Start of Records shown

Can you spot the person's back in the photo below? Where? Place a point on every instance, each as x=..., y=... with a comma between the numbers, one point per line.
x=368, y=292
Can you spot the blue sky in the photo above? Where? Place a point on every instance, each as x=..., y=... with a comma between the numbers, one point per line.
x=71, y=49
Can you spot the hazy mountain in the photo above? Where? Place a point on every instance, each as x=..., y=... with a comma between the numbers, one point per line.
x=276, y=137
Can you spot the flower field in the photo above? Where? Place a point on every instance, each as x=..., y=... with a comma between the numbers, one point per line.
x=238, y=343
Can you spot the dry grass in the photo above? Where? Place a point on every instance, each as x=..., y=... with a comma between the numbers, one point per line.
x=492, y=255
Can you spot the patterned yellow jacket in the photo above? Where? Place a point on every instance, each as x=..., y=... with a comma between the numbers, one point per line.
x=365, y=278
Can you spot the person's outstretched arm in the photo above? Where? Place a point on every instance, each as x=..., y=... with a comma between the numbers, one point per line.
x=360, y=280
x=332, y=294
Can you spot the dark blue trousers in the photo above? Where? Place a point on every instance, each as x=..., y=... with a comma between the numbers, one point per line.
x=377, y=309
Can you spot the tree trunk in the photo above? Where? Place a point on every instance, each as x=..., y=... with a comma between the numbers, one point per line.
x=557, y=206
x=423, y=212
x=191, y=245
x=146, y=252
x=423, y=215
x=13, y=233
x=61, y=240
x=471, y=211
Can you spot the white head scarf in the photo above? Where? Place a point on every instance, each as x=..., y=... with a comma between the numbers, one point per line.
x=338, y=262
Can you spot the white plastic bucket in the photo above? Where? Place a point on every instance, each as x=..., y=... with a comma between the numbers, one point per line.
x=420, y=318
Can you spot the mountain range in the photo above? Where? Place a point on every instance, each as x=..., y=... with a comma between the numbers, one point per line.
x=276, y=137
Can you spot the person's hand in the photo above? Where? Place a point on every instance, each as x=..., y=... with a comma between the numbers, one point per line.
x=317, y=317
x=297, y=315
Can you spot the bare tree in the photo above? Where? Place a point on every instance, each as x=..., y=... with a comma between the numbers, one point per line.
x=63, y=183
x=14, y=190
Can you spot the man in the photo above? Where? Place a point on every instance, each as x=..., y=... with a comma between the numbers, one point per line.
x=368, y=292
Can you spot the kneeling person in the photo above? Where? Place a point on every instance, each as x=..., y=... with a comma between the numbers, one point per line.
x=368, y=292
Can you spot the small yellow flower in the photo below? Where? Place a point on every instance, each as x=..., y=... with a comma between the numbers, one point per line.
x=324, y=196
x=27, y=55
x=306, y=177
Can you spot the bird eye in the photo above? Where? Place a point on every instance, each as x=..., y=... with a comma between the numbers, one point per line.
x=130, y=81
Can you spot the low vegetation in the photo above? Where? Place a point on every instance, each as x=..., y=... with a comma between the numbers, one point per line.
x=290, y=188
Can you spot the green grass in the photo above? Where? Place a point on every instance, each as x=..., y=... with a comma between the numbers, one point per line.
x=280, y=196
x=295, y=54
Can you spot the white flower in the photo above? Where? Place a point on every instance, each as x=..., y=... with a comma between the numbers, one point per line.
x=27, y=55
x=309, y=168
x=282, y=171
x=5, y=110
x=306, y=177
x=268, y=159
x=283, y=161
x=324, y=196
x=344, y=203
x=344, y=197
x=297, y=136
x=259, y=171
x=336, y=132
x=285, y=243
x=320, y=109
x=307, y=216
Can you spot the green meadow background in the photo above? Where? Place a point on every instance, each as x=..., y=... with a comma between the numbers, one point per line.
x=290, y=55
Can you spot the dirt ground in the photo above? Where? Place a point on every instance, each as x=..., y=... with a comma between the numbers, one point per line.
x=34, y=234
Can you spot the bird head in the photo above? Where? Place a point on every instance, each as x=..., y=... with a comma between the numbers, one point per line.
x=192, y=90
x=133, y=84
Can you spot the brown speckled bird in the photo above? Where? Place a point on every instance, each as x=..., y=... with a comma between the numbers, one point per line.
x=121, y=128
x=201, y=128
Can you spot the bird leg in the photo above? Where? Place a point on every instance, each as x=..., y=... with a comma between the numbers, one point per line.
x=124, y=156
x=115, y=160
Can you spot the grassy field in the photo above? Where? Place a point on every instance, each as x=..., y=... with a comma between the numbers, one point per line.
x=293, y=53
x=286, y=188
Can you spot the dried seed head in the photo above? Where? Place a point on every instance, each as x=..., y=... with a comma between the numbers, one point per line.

End of Records shown

| The task |
Write out, word for word, the line that contains "Can you spot the green meadow" and every line after it through the last line of the listing.

| Exercise response |
Can you spot the green meadow background in the photo above? Where? Place a point on every instance, each as x=..., y=... with a comma between the numbers, one point per line.
x=290, y=55
Can you spot the dirt ground in the photo above? Where? Place a point on every instance, each as x=..., y=... with a comma between the numbers, one point per line.
x=34, y=234
Can you spot the bird head in the photo above? Where? Place a point on every instance, each as x=..., y=... with a comma between the numbers, one point per line.
x=192, y=90
x=133, y=84
Can you spot the brown speckled bird in the photo above? Where? Place a point on every instance, each as x=..., y=... with a comma between the numbers, one point per line.
x=121, y=128
x=201, y=128
Can you spot the bird leg in the photo above? Where? Place a point on every instance, each as x=..., y=... with a comma between the numbers, one point per line.
x=124, y=156
x=115, y=160
Can you spot the grassy field in the photo above? Where? Place a point on every instance, each as x=..., y=... with a comma between the numbers, one point per line.
x=293, y=53
x=286, y=188
Can you spot the dried seed head in the photo above? Where? Place a point on every instance, each as x=..., y=... with a comma between the numbers, one point per line.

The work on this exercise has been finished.